## SET TASK
Copy all lines below exactly as written. Leave pictures out.

## EXERCISE INPUT
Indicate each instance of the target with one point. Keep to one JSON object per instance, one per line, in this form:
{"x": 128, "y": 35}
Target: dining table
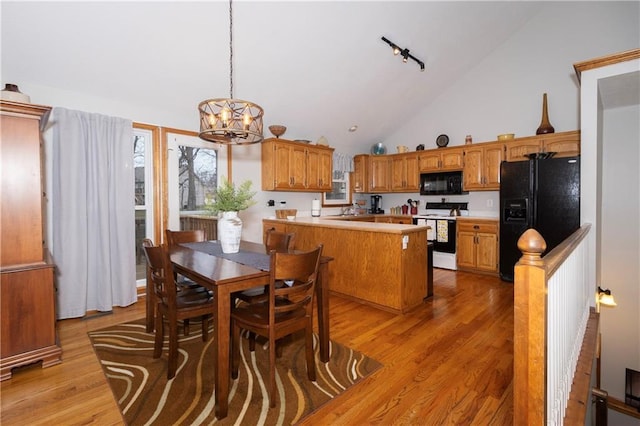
{"x": 226, "y": 273}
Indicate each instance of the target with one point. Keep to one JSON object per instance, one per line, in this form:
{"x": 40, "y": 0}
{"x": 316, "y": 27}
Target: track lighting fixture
{"x": 403, "y": 52}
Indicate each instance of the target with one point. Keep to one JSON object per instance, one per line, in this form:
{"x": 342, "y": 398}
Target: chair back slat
{"x": 162, "y": 277}
{"x": 302, "y": 269}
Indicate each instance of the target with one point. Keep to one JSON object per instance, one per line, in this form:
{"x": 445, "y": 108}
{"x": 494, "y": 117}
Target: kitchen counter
{"x": 360, "y": 222}
{"x": 380, "y": 264}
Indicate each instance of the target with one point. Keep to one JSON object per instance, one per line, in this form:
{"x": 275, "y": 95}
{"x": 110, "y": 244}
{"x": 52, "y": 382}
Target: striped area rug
{"x": 146, "y": 397}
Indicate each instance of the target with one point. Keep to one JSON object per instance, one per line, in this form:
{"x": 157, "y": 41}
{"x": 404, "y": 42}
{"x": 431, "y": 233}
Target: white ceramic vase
{"x": 229, "y": 232}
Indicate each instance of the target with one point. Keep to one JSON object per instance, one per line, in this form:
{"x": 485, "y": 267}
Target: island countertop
{"x": 380, "y": 264}
{"x": 361, "y": 223}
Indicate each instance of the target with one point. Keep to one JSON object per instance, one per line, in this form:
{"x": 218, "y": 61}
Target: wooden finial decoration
{"x": 532, "y": 245}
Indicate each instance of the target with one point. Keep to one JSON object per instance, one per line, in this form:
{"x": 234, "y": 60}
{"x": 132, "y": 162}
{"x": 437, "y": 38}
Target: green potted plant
{"x": 227, "y": 201}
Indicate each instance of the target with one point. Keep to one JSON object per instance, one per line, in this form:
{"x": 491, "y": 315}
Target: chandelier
{"x": 229, "y": 120}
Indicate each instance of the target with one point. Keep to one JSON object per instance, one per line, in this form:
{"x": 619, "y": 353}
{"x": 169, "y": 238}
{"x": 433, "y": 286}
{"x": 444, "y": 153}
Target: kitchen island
{"x": 380, "y": 264}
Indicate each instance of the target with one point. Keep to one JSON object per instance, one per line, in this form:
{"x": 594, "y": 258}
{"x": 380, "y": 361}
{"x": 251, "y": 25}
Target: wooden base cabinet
{"x": 27, "y": 290}
{"x": 477, "y": 248}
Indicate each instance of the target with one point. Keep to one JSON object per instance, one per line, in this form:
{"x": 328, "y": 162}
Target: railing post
{"x": 600, "y": 397}
{"x": 530, "y": 287}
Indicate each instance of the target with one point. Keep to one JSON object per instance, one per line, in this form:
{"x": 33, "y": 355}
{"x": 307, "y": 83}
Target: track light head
{"x": 403, "y": 52}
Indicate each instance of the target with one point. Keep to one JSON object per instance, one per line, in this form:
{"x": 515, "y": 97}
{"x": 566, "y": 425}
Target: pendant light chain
{"x": 229, "y": 120}
{"x": 230, "y": 49}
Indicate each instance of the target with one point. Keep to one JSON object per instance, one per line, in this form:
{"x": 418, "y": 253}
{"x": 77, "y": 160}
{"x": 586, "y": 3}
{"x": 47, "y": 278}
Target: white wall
{"x": 610, "y": 154}
{"x": 620, "y": 242}
{"x": 503, "y": 93}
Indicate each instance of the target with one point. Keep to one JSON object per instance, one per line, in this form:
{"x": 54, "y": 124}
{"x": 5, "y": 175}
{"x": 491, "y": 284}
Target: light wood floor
{"x": 449, "y": 362}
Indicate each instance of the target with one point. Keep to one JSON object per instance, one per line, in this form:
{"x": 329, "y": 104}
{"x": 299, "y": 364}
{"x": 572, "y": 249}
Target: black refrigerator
{"x": 541, "y": 193}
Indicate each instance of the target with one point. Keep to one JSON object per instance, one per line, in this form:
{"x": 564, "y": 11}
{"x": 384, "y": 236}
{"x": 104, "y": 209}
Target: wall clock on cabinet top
{"x": 442, "y": 141}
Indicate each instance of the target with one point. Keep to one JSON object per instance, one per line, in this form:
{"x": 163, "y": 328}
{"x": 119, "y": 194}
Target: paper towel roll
{"x": 315, "y": 208}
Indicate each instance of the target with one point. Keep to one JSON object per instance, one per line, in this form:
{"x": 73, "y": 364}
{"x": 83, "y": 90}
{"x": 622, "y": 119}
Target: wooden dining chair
{"x": 173, "y": 306}
{"x": 174, "y": 238}
{"x": 287, "y": 309}
{"x": 274, "y": 240}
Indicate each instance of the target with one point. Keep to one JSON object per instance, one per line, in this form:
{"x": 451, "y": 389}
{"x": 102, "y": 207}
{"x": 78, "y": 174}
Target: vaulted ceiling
{"x": 317, "y": 67}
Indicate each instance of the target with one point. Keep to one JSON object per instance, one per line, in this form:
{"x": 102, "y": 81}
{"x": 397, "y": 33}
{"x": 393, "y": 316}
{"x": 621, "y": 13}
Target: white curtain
{"x": 92, "y": 208}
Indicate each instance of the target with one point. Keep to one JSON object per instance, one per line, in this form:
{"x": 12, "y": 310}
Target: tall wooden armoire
{"x": 27, "y": 287}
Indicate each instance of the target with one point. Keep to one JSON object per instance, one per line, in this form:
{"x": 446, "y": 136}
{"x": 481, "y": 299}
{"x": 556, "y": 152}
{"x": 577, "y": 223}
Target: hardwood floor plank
{"x": 448, "y": 362}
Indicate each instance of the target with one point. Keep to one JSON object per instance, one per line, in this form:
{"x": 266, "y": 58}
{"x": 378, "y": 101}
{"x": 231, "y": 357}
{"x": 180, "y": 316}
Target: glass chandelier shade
{"x": 229, "y": 120}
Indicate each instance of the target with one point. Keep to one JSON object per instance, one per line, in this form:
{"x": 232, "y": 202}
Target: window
{"x": 143, "y": 181}
{"x": 193, "y": 177}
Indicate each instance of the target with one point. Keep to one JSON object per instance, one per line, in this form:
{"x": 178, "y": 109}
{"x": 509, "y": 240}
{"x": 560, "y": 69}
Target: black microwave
{"x": 442, "y": 183}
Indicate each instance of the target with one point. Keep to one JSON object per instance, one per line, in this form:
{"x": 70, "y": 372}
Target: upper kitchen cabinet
{"x": 296, "y": 166}
{"x": 319, "y": 169}
{"x": 564, "y": 144}
{"x": 405, "y": 176}
{"x": 440, "y": 159}
{"x": 359, "y": 176}
{"x": 481, "y": 170}
{"x": 379, "y": 170}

## RESULT
Indicate each instance of the target with one point. Keep to one JSON object per instance, one per line, in this form:
{"x": 128, "y": 35}
Target: dining table
{"x": 226, "y": 273}
Indicate each instance of the target with one point. Keep to one JSON object per instance, one per line, in this form:
{"x": 40, "y": 0}
{"x": 316, "y": 27}
Target: track lighting fixture
{"x": 403, "y": 52}
Indicate each instance of the target with one point. Keep to one JSON object per instance, one per line, in this form:
{"x": 342, "y": 398}
Target: chair back slat
{"x": 162, "y": 277}
{"x": 302, "y": 269}
Indicate each instance of the target with one point. Keep to one JSON object per instance, one per line, in this form:
{"x": 445, "y": 108}
{"x": 494, "y": 117}
Target: kitchen counter
{"x": 360, "y": 222}
{"x": 380, "y": 264}
Indicate each instance of the target with one point. Keep to one JSON object per instance, one per line, in this form:
{"x": 275, "y": 95}
{"x": 110, "y": 244}
{"x": 52, "y": 382}
Target: striped area rug
{"x": 146, "y": 397}
Indicate each instance of the target with one point. Keep to one JSON object per instance, one per line, in this form:
{"x": 157, "y": 41}
{"x": 404, "y": 42}
{"x": 431, "y": 233}
Target: white ceramic vase
{"x": 229, "y": 232}
Indicate each instance of the target with one point. Keep to one JSON object per instance, one per line, in this form:
{"x": 485, "y": 267}
Target: island countertop
{"x": 380, "y": 264}
{"x": 361, "y": 223}
Indicate each instance of the target with one point. Keep to one JSON object per instance, one per line, in this form:
{"x": 218, "y": 61}
Target: wooden finial decoration
{"x": 532, "y": 245}
Indicate each instance of the target with one point. Keep to one JSON object per instance, one per line, in this form:
{"x": 234, "y": 60}
{"x": 132, "y": 162}
{"x": 437, "y": 38}
Target: green potted plant
{"x": 227, "y": 201}
Indicate each instance of the target with one point. Keep to one JSON object per instance, one per line, in this form:
{"x": 491, "y": 315}
Target: chandelier
{"x": 229, "y": 120}
Indicate each instance of the target with one point. Keep to one JSON object per instance, one per line, in this form:
{"x": 619, "y": 353}
{"x": 169, "y": 238}
{"x": 433, "y": 286}
{"x": 444, "y": 153}
Target: kitchen island
{"x": 380, "y": 264}
Indicate each instance of the target with one point. Keep to one JSON object per instance, one per line, in this form:
{"x": 594, "y": 258}
{"x": 380, "y": 361}
{"x": 251, "y": 25}
Target: wooden base cabinet
{"x": 27, "y": 290}
{"x": 477, "y": 248}
Indicate each instance of the target with one point. Keep to one JSON object per instance, one per line, in this form:
{"x": 328, "y": 162}
Target: railing post
{"x": 600, "y": 397}
{"x": 530, "y": 287}
Indicate each instance of the target with one point. Keep to one JSON object per instance, one per line, in this form:
{"x": 33, "y": 355}
{"x": 307, "y": 83}
Target: track light head
{"x": 403, "y": 52}
Indicate each instance of the target with one point. Keep to one JSON object per instance, one per line, in this form:
{"x": 515, "y": 97}
{"x": 566, "y": 425}
Target: pendant light chain
{"x": 229, "y": 120}
{"x": 230, "y": 49}
Indicate each instance of the target with one point. Keep to one JSON object per instance, one per line, in this form:
{"x": 418, "y": 253}
{"x": 77, "y": 160}
{"x": 586, "y": 3}
{"x": 47, "y": 278}
Target: white wall
{"x": 610, "y": 154}
{"x": 620, "y": 242}
{"x": 503, "y": 93}
Indicate each instance of the target with one point. Keep to one JSON object per instance, one per line, in this form:
{"x": 54, "y": 124}
{"x": 5, "y": 175}
{"x": 491, "y": 284}
Target: light wood floor
{"x": 449, "y": 362}
Indicate each instance of the target with one point. Keep to one JSON object per instance, one per line, in this form:
{"x": 329, "y": 104}
{"x": 299, "y": 364}
{"x": 572, "y": 249}
Target: black refrigerator
{"x": 541, "y": 193}
Indicate each instance of the target with one point. Keep to one JSON object per instance, one per line, in this form:
{"x": 564, "y": 11}
{"x": 384, "y": 236}
{"x": 104, "y": 209}
Target: wall clock on cabinet top
{"x": 442, "y": 141}
Indicate each instance of the target with one point. Keep to one JSON object per instance, one per line, in this form:
{"x": 163, "y": 328}
{"x": 119, "y": 194}
Target: paper towel roll
{"x": 315, "y": 208}
Indicate each instance of the target with one point. Keep to one JSON object per instance, one per line, in this form:
{"x": 73, "y": 364}
{"x": 83, "y": 90}
{"x": 622, "y": 119}
Target: wooden dining chair
{"x": 173, "y": 306}
{"x": 174, "y": 238}
{"x": 287, "y": 309}
{"x": 274, "y": 240}
Indicate each instance of the target with one point. Keep to one JSON object per instance, one per line, in this form:
{"x": 451, "y": 389}
{"x": 102, "y": 207}
{"x": 78, "y": 174}
Target: vaulted ceiling
{"x": 317, "y": 67}
Indicate each instance of the target with one point. Keep to one JSON object per instance, one per line, in this form:
{"x": 102, "y": 81}
{"x": 397, "y": 33}
{"x": 393, "y": 316}
{"x": 621, "y": 13}
Target: white curtain
{"x": 92, "y": 208}
Indicate each instance of the target with one point. Keep to one JSON object per instance, one per line, in this form:
{"x": 12, "y": 310}
Target: tall wooden armoire
{"x": 27, "y": 287}
Indicate each instance of the target with one point. Keep to one JSON object per instance, one per line, in this form:
{"x": 446, "y": 136}
{"x": 481, "y": 299}
{"x": 556, "y": 152}
{"x": 577, "y": 223}
Target: hardwood floor plank
{"x": 448, "y": 362}
Indicate each instance of the target with one point. Keep to one JSON object per instance, one per line, in this form:
{"x": 266, "y": 58}
{"x": 378, "y": 101}
{"x": 231, "y": 357}
{"x": 180, "y": 316}
Target: glass chandelier shade
{"x": 229, "y": 120}
Indicate each instance of the target with one point. Keep to one JSON object per instance, one per line, in this form:
{"x": 232, "y": 202}
Target: window
{"x": 143, "y": 181}
{"x": 193, "y": 177}
Indicate each instance of the target with one point. Keep to one JSON object per instance, one per line, in this form:
{"x": 178, "y": 109}
{"x": 509, "y": 240}
{"x": 560, "y": 69}
Target: black microwave
{"x": 442, "y": 183}
Indicate each instance of the target with one point. Keep to one JSON object per instance, one per line, in this form:
{"x": 70, "y": 372}
Target: upper kitchen cabinet
{"x": 296, "y": 166}
{"x": 319, "y": 169}
{"x": 564, "y": 144}
{"x": 405, "y": 176}
{"x": 440, "y": 159}
{"x": 359, "y": 176}
{"x": 481, "y": 170}
{"x": 379, "y": 170}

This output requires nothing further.